- [STUDY TEXT]

The revelation of a sizable GPU purchase appeared on the social network formerly known as Twitter this week by George Hotz, whose profile says they are the president of an AI company. The post says AMD is a real pleasure to work with when purchasing GPUs in bulk.

AMD is negotiating and selling directly to developers instead of going through a channel partner like Amazon or Newegg. That's an interesting ripple, as in the mining craze it was never known (to our recollection, at least) if AMD and Nvidia were selling bulk orders to GPU miners. We'll never know if that happened, but it seems like it's happening now on the AI front.



One interesting aside with the above purchase of AMD GPUs is that certain AI workloads can use a lot of memory. While paying nearly $1,000 per GPU for an AMD 7900 XTX that packs 'only' 122.88 teraFLOPS of FP16 number crunching prowess might seem odd, given the RTX 4060 costs $300 and can provide around 121 teraFLOPS of FP16 compute (with sparsity), the AMD GPU provides three times as much VRAM. So, if the workloads need memory, you'd need three RTX 4060 cards or two RTX 4070 cards to get the same 24GB — plus the servers to hold all those GPUs.

(This favors the 16gb version of the 4060 ti)

https://www.tomshardware.com/news/evidence-shows-ai-driven-companies-are-buying-up-gaming-gpus
 
It is excessively hard to use Nvidia consumer GPU’s for AI.
If your model fits in the ram provided on a single card you can do it well, if it does not the interfaces are crippled to an astonishing degree and the bandwidth tanks.
Nvidia designed much of the 4000 series knowing people would try and they made it hard from the ground up.

3 4060’s would perform far worse than a single 7900xtx because of all the cross talk required to make it work.

I’m guessing these companies are leftover crypto miners with large hardware assets they are trying to find jobs for. Lots of PSU’s, mother boards, racks, networking equipment, and such.
 
It is excessively hard to use Nvidia consumer GPU’s for AI.
If your model fits in the ram provided on a single card you can do it well, if it does not the interfaces are crippled to an astonishing degree and the bandwidth tanks.

Dataset records
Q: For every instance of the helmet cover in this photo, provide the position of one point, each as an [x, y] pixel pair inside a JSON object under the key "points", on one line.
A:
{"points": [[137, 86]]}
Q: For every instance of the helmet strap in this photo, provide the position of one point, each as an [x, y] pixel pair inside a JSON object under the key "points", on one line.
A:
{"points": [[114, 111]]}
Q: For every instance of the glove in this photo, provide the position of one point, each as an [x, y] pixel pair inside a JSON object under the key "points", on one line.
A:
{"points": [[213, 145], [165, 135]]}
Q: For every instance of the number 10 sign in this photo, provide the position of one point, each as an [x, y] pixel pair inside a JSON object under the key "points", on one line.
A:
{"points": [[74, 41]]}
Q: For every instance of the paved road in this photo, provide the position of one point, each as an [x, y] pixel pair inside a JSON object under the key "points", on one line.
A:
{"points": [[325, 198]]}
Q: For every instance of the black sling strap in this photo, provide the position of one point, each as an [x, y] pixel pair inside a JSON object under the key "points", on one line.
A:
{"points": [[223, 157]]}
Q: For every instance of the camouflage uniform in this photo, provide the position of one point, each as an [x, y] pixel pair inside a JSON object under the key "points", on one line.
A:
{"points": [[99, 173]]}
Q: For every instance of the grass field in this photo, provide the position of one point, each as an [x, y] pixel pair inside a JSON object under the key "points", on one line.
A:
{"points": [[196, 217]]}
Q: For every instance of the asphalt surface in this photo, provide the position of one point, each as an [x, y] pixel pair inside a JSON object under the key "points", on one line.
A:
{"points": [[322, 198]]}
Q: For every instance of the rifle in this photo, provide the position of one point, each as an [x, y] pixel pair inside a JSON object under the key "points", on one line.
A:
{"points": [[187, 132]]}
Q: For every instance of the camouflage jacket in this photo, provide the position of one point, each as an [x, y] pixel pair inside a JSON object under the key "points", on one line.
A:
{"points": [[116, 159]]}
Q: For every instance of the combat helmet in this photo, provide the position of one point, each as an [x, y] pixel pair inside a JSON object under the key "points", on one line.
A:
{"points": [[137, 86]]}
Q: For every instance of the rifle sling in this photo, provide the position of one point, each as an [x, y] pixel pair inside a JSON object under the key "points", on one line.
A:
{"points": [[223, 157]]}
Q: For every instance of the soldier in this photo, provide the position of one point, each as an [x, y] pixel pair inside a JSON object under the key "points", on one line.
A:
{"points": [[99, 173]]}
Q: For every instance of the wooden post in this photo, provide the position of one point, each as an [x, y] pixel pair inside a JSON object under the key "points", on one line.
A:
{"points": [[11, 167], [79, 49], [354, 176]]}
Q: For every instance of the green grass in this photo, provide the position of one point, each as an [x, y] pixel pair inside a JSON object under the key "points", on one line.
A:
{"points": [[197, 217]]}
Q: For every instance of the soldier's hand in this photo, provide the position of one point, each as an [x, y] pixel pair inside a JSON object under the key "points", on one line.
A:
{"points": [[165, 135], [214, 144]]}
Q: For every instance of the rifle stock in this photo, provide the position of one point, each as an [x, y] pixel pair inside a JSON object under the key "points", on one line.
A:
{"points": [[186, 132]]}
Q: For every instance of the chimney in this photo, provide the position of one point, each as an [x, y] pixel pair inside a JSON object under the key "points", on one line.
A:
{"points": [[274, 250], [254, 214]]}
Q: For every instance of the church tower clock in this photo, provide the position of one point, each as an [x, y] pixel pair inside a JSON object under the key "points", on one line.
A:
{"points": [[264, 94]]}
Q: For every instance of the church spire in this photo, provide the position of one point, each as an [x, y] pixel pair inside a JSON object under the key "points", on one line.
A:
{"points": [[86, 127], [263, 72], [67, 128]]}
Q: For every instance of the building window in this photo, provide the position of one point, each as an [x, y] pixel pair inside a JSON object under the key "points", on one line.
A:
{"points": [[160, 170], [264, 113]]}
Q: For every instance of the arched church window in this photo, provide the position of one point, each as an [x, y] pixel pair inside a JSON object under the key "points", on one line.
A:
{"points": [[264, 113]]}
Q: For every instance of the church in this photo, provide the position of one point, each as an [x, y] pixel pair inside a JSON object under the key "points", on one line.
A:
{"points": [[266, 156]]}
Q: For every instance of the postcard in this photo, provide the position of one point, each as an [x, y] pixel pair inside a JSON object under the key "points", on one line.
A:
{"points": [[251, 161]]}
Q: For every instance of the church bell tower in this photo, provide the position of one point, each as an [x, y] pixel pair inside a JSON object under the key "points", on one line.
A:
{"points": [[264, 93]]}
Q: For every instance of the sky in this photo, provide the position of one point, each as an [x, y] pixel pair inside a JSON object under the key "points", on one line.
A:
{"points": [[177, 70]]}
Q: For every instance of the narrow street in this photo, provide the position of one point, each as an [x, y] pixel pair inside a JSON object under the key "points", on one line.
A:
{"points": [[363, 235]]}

- [TASK STATEMENT]
Transcribe the entire text on AI companies buying gaming GPUs word for word. The dataset lines are separate material, unrelated to the text on GPUs for AI.

- [EXPECTED ANSWER]
The revelation of a sizable GPU purchase appeared on the social network formerly known as Twitter this week by George Hotz, whose profile says they are the president of an AI company. The post says AMD is a real pleasure to work with when purchasing GPUs in bulk.

AMD is negotiating and selling directly to developers instead of going through a channel partner like Amazon or Newegg. That's an interesting ripple, as in the mining craze it was never known (to our recollection, at least) if AMD and Nvidia were selling bulk orders to GPU miners. We'll never know if that happened, but it seems like it's happening now on the AI front.



One interesting aside with the above purchase of AMD GPUs is that certain AI workloads can use a lot of memory. While paying nearly $1,000 per GPU for an AMD 7900 XTX that packs 'only' 122.88 teraFLOPS of FP16 number crunching prowess might seem odd, given the RTX 4060 costs $300 and can provide around 121 teraFLOPS of FP16 compute (with sparsity), the AMD GPU provides three times as much VRAM. So, if the workloads need memory, you'd need three RTX 4060 cards or two RTX 4070 cards to get the same 24GB — plus the servers to hold all those GPUs.

(This favors the 16gb version of the 4060 ti)

https://www.tomshardware.com/news/evidence-shows-ai-driven-companies-are-buying-up-gaming-gpus
 
It is excessively hard to use Nvidia consumer GPU’s for AI.
If your model fits in the ram provided on a single card you can do it well, if it does not the interfaces are crippled to an astonishing degree and the bandwidth tanks.
Nvidia designed much of the 4000 series knowing people would try and they made it hard from the ground up.

3 4060’s would perform far worse than a single 7900xtx because of all the cross talk required to make it work.

I’m guessing these companies are leftover crypto miners with large hardware assets they are trying to find jobs for. Lots of PSU’s, mother boards, racks, networking equipment, and such.
 
It is excessively hard to use Nvidia consumer GPU’s for AI.
If your model fits in the ram provided on a single card you can do it well, if it does not the interfaces are crippled to an astonishing degree and the bandwidth tanks.